_Assignment A_
Update the Lexicon note offering announcement from "Lexicon Pharmaceuticals, Inc." up to and including "customary closing conditions.", replacing "qualified institutional buyers" with "accredited investors".
_Assignment B_
Answer these questions from the Lexicon note offering announcement:
(i) On what date does Lexicon expect to close the offering?
(ii) What is the initial effective conversion price per share of common stock?
(iii) On what date will the Convertible Notes mature?
_Assignment C_
Can you pick up the Lexicon convertible note announcement and continue it from its last sentence?

_Text segment_
━━━━━━━━━━━━━━━━

Lexicon prices $80,000,000 aggregate principal amount of 5.25% Convertible Senior Notes

Lexicon Pharmaceuticals, Inc. (Nasdaq: LXRX) today announced that it has priced its offering of $80,000,000 aggregate principal amount of 5.25% Convertible Senior Notes due 2021 (the "Convertible Notes") in a private offering within the United States. The Convertible Notes were offered to qualified institutional buyers pursuant to Rule 144A under the Securities Act of 1933, as amended (the "Securities Act"). Lexicon has also granted the initial purchasers an option to purchase up to an additional $15,000,000 aggregate principal amount of the Convertible Notes on the same terms and conditions, solely to cover over-allotments. Lexicon expects to close the offering on November 26, 2014, subject to the satisfaction of customary closing conditions.

The Convertible Notes will be the general senior unsecured obligations of Lexicon and will accrue interest at a rate of 5.25%, payable semi-annually in arrears, and will mature on December 1, 2021. The Convertible Notes will be convertible into Lexicon's common stock, initially at a rate of 829.1874 shares of common stock per $1,000 principal amount of Convertible Notes. This represents an initial effective conversion price of $1.206 per share of common stock. The initial conversion price represents a premium of 20% to the $1.005 per share closing price of Lexicon's common stock on the NASDAQ Global Select Market on November 20, 2014.

━━━━━━━━━━━━━━━━

_Collected data_
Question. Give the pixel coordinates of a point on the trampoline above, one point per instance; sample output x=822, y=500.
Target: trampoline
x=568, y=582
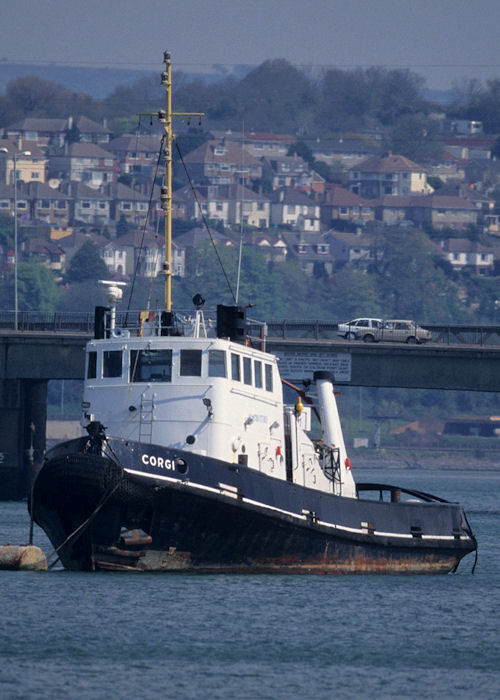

━━━━━━━━━━━━━━━━

_Task output A_
Lexicon Pharmaceuticals, Inc. (Nasdaq: LXRX) today announced that it has priced its offering of $80,000,000 aggregate principal amount of 5.25% Convertible Senior Notes due 2021 (the "Convertible Notes") in a private offering within the United States. The Convertible Notes were offered to accredited investors pursuant to Rule 144A under the Securities Act of 1933, as amended (the "Securities Act"). Lexicon has also granted the initial purchasers an option to purchase up to an additional $15,000,000 aggregate principal amount of the Convertible Notes on the same terms and conditions, solely to cover over-allotments. Lexicon expects to close the offering on November 26, 2014, subject to the satisfaction of customary closing conditions.

_Task output B_
(i) November 26, 2014
(ii) $1.206
(iii) December 1, 2021

_Task output C_
Lexicon estimates that the net proceeds from the offering will be approximately $77.0 million (or approximately $91.5 million if the initial purchasers exercise their over-allotment option in full), after deducting the initial purchasers' discount and estimated offering expenses payable by Lexicon. Lexicon intends to use the net proceeds from the offering for the clinical development of its drug candidates and other nonclinical research and development efforts. It may also use a portion of the net proceeds to acquire or invest in complementary products and technologies or for general corporate purposes.

Holders of the Convertible Notes will have the right to require Lexicon to repurchase for cash all or a portion of their Convertible Notes at 100% of their principal amount, plus any accrued and unpaid interest, upon the occurrence of a fundamental change (as defined in the indenture relating to the Convertible Notes). Lexicon will also be required to increase the conversion rate for holders who convert their Convertible Notes in connection with certain fundamental changes occurring prior to the maturity date.

The Convertible Notes (including the shares of Lexicon's common stock into which the Convertible Notes are convertible) have not been registered under the Securities Act, or the securities laws of any other jurisdiction, and may not be offered or sold in the United States absent registration or an applicable exemption from registration requirements.